- _PROVIDED MATERIAL_
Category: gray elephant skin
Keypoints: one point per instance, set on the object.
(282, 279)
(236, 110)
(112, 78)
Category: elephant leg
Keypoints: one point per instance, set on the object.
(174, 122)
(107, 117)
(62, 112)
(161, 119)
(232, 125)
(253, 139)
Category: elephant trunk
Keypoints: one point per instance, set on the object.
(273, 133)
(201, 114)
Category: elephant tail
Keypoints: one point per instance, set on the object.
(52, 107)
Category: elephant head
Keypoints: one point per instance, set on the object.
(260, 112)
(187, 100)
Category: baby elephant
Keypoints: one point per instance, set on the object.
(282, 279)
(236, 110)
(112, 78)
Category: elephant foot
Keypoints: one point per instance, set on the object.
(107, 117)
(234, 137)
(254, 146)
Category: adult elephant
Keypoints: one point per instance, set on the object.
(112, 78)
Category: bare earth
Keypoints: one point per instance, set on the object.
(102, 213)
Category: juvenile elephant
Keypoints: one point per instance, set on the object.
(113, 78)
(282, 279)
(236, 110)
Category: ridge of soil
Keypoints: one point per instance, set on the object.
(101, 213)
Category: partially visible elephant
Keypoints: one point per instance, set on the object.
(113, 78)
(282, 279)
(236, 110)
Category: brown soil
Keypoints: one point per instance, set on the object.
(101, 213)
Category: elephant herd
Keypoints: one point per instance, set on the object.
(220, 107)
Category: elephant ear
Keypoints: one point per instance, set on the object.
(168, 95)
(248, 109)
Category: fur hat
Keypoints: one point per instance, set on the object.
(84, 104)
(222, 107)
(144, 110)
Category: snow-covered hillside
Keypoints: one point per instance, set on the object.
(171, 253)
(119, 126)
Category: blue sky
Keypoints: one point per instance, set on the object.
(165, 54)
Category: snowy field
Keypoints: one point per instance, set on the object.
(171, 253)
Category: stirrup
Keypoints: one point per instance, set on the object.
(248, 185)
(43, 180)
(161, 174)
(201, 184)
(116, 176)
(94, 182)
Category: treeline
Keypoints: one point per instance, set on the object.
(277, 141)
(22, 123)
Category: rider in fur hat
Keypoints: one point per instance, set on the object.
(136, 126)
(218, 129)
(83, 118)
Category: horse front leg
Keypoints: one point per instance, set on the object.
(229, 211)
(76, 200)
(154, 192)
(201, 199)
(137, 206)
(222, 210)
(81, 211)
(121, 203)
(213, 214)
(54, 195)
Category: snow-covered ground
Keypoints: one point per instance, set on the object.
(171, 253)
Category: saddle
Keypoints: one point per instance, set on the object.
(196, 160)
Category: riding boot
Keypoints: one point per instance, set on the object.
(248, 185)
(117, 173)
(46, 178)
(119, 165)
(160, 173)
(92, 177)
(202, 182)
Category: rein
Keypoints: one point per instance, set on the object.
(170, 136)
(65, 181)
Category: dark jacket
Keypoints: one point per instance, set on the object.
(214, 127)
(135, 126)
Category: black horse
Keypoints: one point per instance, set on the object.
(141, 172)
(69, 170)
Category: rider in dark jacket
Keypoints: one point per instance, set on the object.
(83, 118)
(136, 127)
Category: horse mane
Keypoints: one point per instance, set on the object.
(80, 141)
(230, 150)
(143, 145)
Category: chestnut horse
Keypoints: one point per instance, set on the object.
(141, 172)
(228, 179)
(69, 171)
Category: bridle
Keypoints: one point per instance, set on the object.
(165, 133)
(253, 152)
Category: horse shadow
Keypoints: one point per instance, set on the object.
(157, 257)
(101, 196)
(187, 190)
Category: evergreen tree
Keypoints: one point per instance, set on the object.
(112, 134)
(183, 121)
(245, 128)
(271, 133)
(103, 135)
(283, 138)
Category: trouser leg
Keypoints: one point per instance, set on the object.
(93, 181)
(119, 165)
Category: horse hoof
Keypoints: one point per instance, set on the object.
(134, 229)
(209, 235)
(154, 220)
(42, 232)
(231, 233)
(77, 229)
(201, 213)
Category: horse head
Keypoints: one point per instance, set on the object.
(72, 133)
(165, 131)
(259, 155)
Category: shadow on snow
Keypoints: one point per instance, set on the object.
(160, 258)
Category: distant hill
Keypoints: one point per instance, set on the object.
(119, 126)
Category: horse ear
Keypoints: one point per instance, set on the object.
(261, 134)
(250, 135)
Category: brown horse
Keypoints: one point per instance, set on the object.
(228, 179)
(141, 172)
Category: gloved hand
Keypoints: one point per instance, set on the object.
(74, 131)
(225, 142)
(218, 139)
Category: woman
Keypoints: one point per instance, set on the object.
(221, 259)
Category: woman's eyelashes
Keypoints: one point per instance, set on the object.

- _YOUR INSTRUCTIONS_
Could you retype all of the records above exactly as they appear?

- _SOLUTION BELOW_
Category: gray elephant skin
Keypoints: one point per instance, set on the object.
(282, 279)
(236, 110)
(112, 78)
Category: elephant leg
Keypoints: one point per instance, set on the object.
(174, 122)
(107, 117)
(62, 112)
(161, 119)
(232, 125)
(253, 139)
Category: elephant trunk
Keypoints: one point per instance, set on the object.
(273, 133)
(201, 114)
Category: elephant tail
Keypoints: one point per instance, set on the object.
(52, 107)
Category: elephant head
Keypoints: one point per instance, set on the object.
(260, 112)
(187, 100)
Category: baby elephant
Keypoints: one point per instance, set on the object.
(282, 279)
(236, 110)
(112, 78)
Category: elephant foot
Keypoints: one point per instance, set on the object.
(107, 117)
(234, 137)
(254, 146)
Category: adult elephant
Keypoints: one point per instance, set on the object.
(112, 78)
Category: bare earth
Keypoints: one point per instance, set on the object.
(102, 213)
Category: juvenile elephant
Keypoints: one point per instance, set on the object.
(113, 78)
(282, 279)
(236, 110)
Category: ridge of soil
Keypoints: one point per instance, set on the object.
(101, 213)
Category: partially visible elephant
Keypoints: one point per instance, set on the object.
(113, 78)
(282, 279)
(236, 110)
Category: brown soil
Keypoints: one point per instance, set on the object.
(101, 213)
Category: elephant herd
Keypoints: one point per instance, set on the object.
(220, 107)
Category: elephant ear
Keypoints: one point per instance, set on the object.
(168, 95)
(248, 109)
Category: fur hat
Keypoints: one point per instance, set on the object.
(84, 104)
(222, 107)
(144, 110)
Category: snow-covered hillside
Keypoints: one point per instance, set on the object.
(171, 253)
(119, 126)
Category: blue sky
Keypoints: one point per instance, set on the object.
(165, 54)
Category: snowy field
Keypoints: one point per instance, set on the object.
(171, 253)
Category: stirrup
Keypoints: one point per instance, set on the object.
(248, 185)
(43, 180)
(161, 174)
(201, 184)
(116, 176)
(94, 182)
Category: treeline
Keypoints: one point per instance, set on the object.
(277, 141)
(22, 123)
Category: rider in fur hat
Keypoints: one point per instance, set on the object.
(136, 126)
(218, 129)
(83, 118)
Category: horse front leg
Keypoints: one point per instance, set on the object.
(229, 211)
(76, 200)
(154, 192)
(201, 199)
(137, 206)
(222, 210)
(81, 211)
(121, 203)
(213, 214)
(54, 195)
Category: snow-covered ground
Keypoints: one point per instance, set on the object.
(171, 253)
Category: saddle
Keypoints: one point per instance, set on the object.
(196, 160)
Category: riding boot
Keypoints: one point per instance, set on the object.
(248, 185)
(117, 173)
(46, 178)
(119, 165)
(160, 173)
(92, 177)
(202, 182)
Category: rein
Keypoints: one point per instance, set on the object.
(170, 136)
(65, 181)
Category: dark jacket
Keypoints: one point per instance, set on the object.
(214, 127)
(135, 126)
Category: black horse
Keypoints: one point per instance, set on the object.
(141, 172)
(69, 170)
Category: rider in dark jacket
Keypoints: one point per instance, set on the object.
(83, 118)
(136, 127)
Category: horse mane
Keypoints: one point per instance, set on the object.
(80, 141)
(230, 150)
(143, 145)
Category: chestnut horse
Keypoints: one point per instance, set on the object.
(141, 172)
(228, 179)
(69, 171)
Category: bridle
Keypoints: one point per instance, set on the object.
(165, 133)
(253, 152)
Category: horse shadow
Keypoints: one point per instance, set on the object.
(157, 257)
(101, 196)
(187, 190)
Category: evergreen tree
Keypoints: one point per instance, set on the object.
(112, 134)
(183, 121)
(245, 128)
(271, 133)
(103, 135)
(283, 138)
Category: trouser leg
Keypoints: one point per instance, set on the object.
(93, 181)
(119, 165)
Category: horse hoof
Keypoints: one point per instance, set on the object.
(134, 229)
(209, 235)
(154, 220)
(42, 232)
(231, 233)
(77, 229)
(201, 213)
Category: horse head
Keypoints: one point per instance, set on the object.
(72, 133)
(165, 131)
(259, 155)
Category: shadow on snow
Keypoints: one point per instance, set on the object.
(160, 258)
Category: distant hill
Keypoints: one point per instance, set on the object.
(119, 126)
Category: horse ear
Keypoints: one point per instance, set on the object.
(261, 134)
(250, 135)
Category: brown horse
Keypoints: one point per instance, set on the object.
(228, 179)
(141, 172)
Category: gloved hand
Keypoints: one point per instance, set on the object.
(74, 131)
(225, 142)
(218, 139)
Category: woman
Keypoints: one point per instance, set on the object.
(221, 259)
Category: woman's eyelashes
Keypoints: one point per instance, set on the object.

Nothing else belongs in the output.